■ What you are asked to do
From the line that contains "# place one dot on each instance of the red" to the last line of the entries, write each line out exactly; include both ends and nothing else.

[Region pointing data]

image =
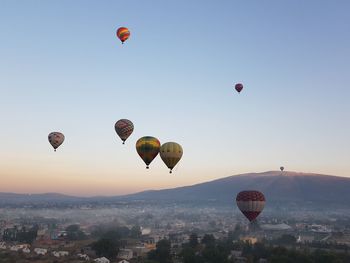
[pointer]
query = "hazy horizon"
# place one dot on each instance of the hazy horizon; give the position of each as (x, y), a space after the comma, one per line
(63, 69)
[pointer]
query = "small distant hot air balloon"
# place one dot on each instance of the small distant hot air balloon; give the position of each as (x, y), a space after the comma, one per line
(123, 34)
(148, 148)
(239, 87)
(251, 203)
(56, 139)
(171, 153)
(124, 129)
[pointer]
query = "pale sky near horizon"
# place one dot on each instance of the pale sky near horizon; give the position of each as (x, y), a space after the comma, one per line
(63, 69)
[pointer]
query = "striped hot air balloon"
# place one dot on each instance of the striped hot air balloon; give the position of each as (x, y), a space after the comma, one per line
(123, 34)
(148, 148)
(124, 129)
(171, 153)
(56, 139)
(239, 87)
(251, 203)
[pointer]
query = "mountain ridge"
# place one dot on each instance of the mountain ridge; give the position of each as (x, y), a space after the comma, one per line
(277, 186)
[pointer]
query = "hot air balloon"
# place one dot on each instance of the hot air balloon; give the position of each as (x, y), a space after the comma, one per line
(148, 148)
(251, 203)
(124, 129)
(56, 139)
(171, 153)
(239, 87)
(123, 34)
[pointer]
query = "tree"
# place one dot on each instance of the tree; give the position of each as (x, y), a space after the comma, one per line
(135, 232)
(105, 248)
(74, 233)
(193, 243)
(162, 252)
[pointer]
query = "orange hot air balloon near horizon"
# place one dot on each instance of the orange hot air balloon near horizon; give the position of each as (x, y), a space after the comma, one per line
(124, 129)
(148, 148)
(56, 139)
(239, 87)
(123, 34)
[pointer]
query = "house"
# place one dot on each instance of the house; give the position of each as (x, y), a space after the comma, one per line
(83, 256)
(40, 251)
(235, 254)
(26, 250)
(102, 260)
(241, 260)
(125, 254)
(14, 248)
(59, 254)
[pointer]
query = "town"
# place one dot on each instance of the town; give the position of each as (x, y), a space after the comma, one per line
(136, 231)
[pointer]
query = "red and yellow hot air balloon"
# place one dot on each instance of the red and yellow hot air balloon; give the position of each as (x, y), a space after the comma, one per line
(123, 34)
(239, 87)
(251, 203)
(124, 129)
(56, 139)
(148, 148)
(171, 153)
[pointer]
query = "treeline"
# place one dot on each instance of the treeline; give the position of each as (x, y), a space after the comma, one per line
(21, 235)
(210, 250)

■ Answer section
# place one dot on each instance of the red and yellow hot air balloon; give the position of each as (x, y), a space after the comma, one per line
(123, 34)
(239, 87)
(251, 203)
(124, 129)
(56, 139)
(148, 148)
(171, 153)
[pointer]
query = "treeline"
# place one dot on each instance of the treeline; give the position of each as (x, y), a space after the comma, one per line
(21, 235)
(210, 250)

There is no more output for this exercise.